+++ ENTRIES SUPPLIED +++

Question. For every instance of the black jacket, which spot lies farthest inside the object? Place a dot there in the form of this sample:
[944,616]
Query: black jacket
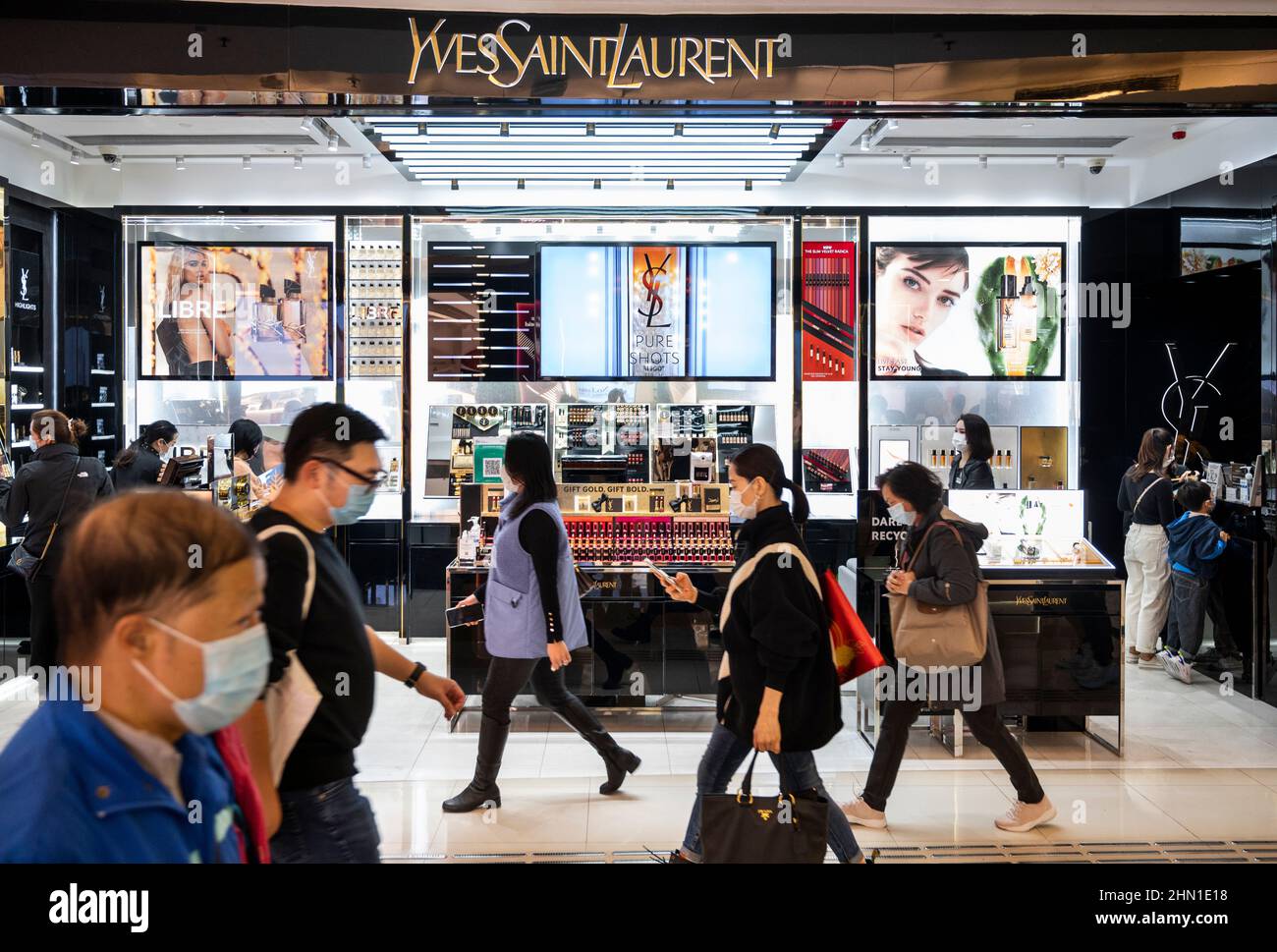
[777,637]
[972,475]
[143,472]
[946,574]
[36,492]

+++
+++ ENTRIES SUPPLIED +++

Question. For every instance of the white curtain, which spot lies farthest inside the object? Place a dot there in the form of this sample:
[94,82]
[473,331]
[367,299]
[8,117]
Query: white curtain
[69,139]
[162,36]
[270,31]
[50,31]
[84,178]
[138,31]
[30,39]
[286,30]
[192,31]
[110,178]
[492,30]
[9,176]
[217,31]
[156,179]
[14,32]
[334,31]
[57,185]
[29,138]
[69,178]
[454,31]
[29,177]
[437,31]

+++
+++ ENTRIES SUPPLIED +++

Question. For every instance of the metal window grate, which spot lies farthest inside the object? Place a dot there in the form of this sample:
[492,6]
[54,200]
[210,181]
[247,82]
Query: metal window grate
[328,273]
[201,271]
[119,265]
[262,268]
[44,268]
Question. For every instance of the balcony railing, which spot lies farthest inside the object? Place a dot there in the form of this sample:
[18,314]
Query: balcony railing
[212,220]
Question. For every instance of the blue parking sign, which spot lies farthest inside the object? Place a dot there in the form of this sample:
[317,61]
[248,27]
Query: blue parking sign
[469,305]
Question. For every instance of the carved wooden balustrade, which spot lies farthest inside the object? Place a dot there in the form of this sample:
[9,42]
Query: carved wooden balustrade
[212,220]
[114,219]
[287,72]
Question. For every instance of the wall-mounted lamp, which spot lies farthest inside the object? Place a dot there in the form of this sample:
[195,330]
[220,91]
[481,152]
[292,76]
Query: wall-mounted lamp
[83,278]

+++

Pull out every line of the material above that contains the string "balustrade", treating uppercase and lowercase as different.

Question. For every instance of the carved wooden balustrade, which spot lies farthest inside the object? Place a dot there in the form of this sample:
Query: carved wooden balustrade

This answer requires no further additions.